(begin)

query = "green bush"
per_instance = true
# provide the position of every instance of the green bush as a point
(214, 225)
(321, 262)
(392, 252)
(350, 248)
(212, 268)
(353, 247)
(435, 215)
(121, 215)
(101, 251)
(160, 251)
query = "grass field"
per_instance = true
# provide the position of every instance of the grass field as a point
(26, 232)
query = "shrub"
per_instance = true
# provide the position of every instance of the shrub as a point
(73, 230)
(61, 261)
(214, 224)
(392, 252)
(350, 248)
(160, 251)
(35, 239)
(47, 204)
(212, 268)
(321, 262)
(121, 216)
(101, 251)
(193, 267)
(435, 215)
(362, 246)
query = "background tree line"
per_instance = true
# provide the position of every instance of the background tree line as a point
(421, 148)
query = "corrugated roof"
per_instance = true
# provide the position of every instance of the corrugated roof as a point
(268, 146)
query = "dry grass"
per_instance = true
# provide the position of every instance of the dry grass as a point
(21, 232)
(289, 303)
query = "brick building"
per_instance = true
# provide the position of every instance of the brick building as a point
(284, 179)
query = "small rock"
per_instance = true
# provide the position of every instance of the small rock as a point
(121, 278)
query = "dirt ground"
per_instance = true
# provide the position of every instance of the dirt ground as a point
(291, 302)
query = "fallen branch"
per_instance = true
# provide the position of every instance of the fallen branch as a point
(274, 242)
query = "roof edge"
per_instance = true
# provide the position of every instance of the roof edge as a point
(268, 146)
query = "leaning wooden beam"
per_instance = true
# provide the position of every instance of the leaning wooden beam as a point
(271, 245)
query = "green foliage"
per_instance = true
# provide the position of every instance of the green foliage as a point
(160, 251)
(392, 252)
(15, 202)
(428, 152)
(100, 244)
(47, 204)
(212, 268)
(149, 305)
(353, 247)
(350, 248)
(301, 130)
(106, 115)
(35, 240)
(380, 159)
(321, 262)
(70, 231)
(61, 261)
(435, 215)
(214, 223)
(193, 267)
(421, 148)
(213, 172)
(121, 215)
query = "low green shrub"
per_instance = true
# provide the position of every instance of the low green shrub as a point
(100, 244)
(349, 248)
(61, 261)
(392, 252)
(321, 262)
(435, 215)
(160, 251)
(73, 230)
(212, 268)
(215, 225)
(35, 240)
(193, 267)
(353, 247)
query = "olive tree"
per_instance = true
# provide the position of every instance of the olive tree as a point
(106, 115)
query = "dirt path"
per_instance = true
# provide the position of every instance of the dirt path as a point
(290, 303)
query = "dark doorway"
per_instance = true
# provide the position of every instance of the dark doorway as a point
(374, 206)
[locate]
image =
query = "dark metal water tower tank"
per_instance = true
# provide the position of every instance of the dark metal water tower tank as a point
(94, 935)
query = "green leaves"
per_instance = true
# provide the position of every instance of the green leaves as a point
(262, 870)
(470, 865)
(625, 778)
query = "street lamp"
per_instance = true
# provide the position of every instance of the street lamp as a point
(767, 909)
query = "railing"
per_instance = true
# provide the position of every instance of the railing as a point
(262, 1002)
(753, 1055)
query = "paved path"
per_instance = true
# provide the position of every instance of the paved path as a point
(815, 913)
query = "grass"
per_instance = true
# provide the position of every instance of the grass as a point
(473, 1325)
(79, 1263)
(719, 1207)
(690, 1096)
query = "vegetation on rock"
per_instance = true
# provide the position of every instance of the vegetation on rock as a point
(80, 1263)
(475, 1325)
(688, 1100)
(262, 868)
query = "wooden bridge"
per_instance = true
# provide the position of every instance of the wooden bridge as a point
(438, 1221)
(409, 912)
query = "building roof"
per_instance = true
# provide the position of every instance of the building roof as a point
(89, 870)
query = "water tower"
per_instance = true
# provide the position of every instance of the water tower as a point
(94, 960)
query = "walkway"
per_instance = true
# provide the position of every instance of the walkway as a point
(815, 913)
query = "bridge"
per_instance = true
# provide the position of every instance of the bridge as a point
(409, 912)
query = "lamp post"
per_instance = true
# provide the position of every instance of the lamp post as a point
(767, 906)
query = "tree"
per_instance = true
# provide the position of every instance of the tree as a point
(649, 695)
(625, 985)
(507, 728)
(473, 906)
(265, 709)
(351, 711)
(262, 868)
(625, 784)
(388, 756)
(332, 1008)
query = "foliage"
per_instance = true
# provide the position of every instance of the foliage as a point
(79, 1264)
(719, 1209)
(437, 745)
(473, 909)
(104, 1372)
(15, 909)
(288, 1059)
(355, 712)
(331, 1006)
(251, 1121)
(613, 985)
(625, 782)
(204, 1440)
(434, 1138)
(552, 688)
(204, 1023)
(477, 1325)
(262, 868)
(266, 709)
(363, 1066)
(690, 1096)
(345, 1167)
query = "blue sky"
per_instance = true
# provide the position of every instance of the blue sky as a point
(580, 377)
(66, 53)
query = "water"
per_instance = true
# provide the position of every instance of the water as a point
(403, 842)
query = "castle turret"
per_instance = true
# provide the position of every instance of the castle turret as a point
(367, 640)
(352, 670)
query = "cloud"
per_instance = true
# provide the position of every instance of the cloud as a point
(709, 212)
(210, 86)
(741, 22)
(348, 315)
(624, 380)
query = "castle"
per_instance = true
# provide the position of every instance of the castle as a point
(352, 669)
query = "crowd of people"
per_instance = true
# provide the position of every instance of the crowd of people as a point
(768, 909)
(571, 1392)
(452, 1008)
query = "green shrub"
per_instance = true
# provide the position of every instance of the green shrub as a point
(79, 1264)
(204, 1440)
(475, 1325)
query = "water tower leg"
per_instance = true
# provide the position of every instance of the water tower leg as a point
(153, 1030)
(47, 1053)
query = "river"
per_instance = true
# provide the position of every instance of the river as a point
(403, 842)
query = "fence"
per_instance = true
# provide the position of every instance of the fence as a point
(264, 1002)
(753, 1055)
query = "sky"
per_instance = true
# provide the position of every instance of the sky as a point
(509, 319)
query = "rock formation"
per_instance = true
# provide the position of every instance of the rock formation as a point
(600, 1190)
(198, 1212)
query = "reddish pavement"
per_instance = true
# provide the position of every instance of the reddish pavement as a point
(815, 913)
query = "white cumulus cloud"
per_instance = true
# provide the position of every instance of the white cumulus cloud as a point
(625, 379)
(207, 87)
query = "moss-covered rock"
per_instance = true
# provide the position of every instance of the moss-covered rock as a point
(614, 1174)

(end)

List every line in the entries above that contains the word "covered".

▸ Written answer:
query = "moss-covered rock"
# provide the position of every instance of the moss-covered rock as a point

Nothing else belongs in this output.